- **TASK PROMPT**
Could you render each line of the items below as a Markdown table with the columns Row and Line, numbering the lines in order and leaving out any blank ones?

- **DATASET CONTENT**

■ ■ ■ ■

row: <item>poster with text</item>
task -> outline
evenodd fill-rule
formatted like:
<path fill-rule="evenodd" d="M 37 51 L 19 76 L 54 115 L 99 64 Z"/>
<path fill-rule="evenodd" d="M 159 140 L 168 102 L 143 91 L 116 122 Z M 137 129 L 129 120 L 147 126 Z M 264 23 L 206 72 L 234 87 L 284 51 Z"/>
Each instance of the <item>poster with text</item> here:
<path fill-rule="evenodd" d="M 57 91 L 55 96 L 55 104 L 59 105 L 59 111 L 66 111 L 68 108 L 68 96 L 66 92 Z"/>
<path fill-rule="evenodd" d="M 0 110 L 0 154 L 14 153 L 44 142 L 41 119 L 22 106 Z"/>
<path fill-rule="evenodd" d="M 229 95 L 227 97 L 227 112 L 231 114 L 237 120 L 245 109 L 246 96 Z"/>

■ ■ ■ ■

- **THE REPLY**
| Row | Line |
|---|---|
| 1 | row: <item>poster with text</item> |
| 2 | task -> outline |
| 3 | evenodd fill-rule |
| 4 | formatted like: |
| 5 | <path fill-rule="evenodd" d="M 37 51 L 19 76 L 54 115 L 99 64 Z"/> |
| 6 | <path fill-rule="evenodd" d="M 159 140 L 168 102 L 143 91 L 116 122 Z M 137 129 L 129 120 L 147 126 Z M 264 23 L 206 72 L 234 87 L 284 51 Z"/> |
| 7 | Each instance of the <item>poster with text</item> here: |
| 8 | <path fill-rule="evenodd" d="M 57 91 L 55 96 L 55 104 L 59 105 L 59 111 L 66 111 L 68 108 L 68 96 L 66 92 Z"/> |
| 9 | <path fill-rule="evenodd" d="M 0 110 L 0 154 L 14 153 L 44 142 L 41 119 L 22 106 Z"/> |
| 10 | <path fill-rule="evenodd" d="M 229 95 L 227 97 L 227 112 L 231 114 L 237 120 L 245 109 L 246 96 Z"/> |